> Task statement
Pull out the stretch of items below from the line containing "of the pink" through the end of the items, and reproduce those lines without any change.

Items contained in a dataset:
>> BEGIN
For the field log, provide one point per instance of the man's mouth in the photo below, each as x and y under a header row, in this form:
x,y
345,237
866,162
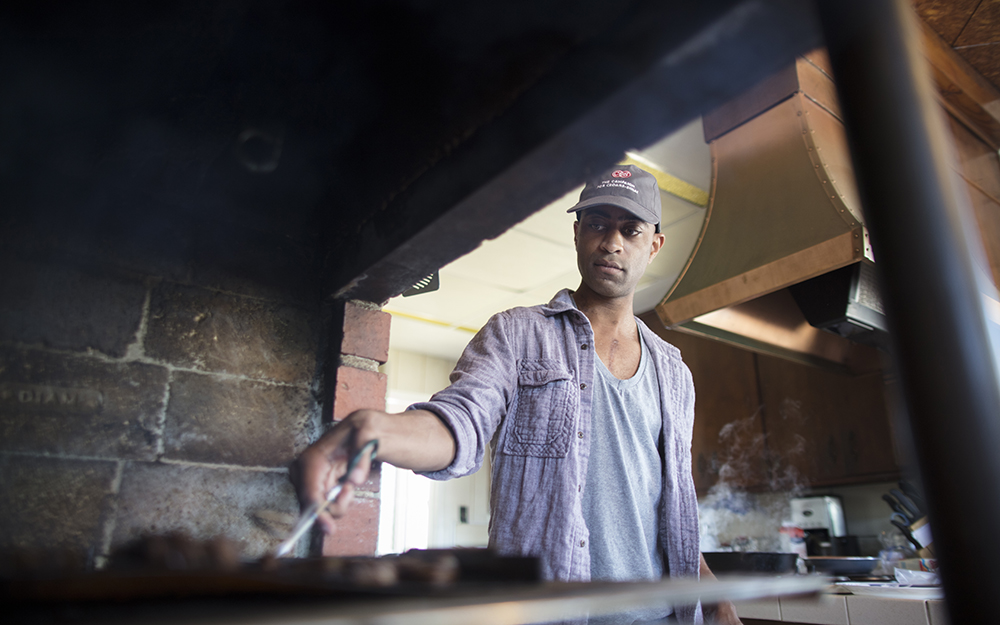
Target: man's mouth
x,y
608,266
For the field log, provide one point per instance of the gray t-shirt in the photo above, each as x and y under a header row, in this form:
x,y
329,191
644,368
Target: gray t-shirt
x,y
624,479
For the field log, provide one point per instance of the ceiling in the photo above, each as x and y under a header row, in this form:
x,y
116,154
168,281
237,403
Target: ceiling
x,y
533,260
971,28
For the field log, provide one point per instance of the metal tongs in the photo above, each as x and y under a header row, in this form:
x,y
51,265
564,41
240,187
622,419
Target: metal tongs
x,y
310,514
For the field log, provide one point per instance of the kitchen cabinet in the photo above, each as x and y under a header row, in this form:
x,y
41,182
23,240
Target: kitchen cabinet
x,y
825,427
728,426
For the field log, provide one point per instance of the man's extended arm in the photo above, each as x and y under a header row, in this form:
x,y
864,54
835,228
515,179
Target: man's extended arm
x,y
416,440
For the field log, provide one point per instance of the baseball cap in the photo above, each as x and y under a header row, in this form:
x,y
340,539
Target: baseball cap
x,y
624,186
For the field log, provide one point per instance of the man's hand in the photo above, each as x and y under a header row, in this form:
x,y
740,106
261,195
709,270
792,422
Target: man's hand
x,y
723,613
317,470
416,440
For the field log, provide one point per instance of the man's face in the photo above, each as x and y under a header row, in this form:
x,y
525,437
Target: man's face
x,y
613,249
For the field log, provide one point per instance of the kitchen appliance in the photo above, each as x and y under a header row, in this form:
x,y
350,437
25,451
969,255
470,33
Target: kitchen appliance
x,y
750,562
822,519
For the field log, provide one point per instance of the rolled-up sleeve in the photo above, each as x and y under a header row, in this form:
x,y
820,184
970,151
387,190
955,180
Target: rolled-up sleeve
x,y
482,387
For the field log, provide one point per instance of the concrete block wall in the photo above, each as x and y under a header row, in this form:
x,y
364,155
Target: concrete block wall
x,y
137,402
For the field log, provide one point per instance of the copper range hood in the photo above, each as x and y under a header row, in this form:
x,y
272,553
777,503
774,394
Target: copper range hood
x,y
783,209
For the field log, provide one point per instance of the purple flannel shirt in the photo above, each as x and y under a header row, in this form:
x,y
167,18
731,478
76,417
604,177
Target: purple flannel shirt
x,y
523,386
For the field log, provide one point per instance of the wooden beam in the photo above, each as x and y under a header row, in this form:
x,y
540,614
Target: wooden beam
x,y
660,66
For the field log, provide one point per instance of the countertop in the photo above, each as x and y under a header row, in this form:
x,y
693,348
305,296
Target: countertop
x,y
832,608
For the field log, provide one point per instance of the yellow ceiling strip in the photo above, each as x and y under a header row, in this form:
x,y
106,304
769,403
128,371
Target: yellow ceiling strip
x,y
671,184
443,324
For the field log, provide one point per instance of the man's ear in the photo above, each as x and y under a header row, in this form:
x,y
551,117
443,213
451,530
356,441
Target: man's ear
x,y
658,240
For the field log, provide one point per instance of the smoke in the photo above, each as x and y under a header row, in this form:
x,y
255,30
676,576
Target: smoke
x,y
758,476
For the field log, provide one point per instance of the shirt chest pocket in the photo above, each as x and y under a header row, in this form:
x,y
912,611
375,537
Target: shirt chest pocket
x,y
543,411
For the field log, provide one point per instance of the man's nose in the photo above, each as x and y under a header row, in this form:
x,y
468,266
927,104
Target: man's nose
x,y
612,241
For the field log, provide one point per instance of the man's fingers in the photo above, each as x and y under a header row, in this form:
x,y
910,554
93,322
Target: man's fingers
x,y
361,471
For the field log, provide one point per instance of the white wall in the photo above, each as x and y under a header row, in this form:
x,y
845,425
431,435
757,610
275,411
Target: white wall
x,y
418,513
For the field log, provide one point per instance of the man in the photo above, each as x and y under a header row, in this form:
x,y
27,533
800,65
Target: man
x,y
587,412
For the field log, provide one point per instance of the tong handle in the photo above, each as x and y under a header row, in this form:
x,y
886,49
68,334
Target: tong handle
x,y
310,514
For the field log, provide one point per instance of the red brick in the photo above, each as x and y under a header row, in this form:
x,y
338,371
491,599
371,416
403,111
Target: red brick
x,y
366,333
358,389
357,531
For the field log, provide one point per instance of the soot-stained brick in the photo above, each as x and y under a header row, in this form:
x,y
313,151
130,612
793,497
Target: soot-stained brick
x,y
238,422
69,307
202,502
209,330
53,503
79,405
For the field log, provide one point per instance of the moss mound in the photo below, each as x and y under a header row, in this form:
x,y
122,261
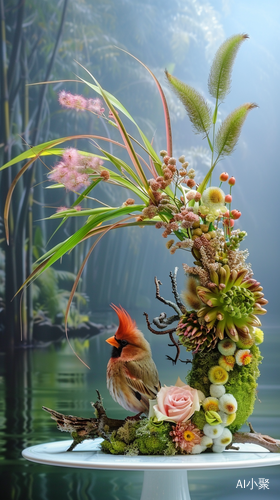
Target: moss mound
x,y
140,438
242,384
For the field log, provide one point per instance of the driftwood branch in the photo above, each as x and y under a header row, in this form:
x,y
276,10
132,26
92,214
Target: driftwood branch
x,y
86,428
173,277
102,426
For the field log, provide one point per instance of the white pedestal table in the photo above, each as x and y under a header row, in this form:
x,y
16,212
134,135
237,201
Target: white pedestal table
x,y
165,477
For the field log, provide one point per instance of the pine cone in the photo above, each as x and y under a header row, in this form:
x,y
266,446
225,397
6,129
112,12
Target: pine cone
x,y
194,336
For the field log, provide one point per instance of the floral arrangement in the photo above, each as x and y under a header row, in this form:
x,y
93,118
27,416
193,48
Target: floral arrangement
x,y
217,320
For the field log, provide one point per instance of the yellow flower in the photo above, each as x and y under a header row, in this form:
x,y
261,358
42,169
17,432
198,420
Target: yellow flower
x,y
213,197
227,362
210,404
258,335
218,375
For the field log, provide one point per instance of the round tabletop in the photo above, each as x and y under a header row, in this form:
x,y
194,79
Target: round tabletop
x,y
88,455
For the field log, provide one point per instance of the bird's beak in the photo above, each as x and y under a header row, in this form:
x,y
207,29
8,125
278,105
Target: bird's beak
x,y
113,342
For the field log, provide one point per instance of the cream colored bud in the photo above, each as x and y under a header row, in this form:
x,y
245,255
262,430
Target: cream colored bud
x,y
172,161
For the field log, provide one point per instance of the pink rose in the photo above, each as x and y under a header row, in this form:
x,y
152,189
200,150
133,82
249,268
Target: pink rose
x,y
176,403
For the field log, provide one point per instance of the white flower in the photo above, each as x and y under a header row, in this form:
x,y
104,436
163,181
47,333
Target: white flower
x,y
216,391
213,431
228,403
197,449
206,441
218,449
227,419
224,439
>> END
> Exercise answer
For the field log, provide one point per instance of the pink rose in the photo above, each as x and y under a header row, in this form:
x,y
152,189
200,150
133,82
249,268
Target: pink rose
x,y
176,403
For the field log, provide one point per instance of the white flower in the photo above, each as x and y under a header row, in this form:
x,y
104,436
163,181
47,333
Target: white flower
x,y
216,391
213,431
228,403
197,449
206,441
218,449
227,419
224,439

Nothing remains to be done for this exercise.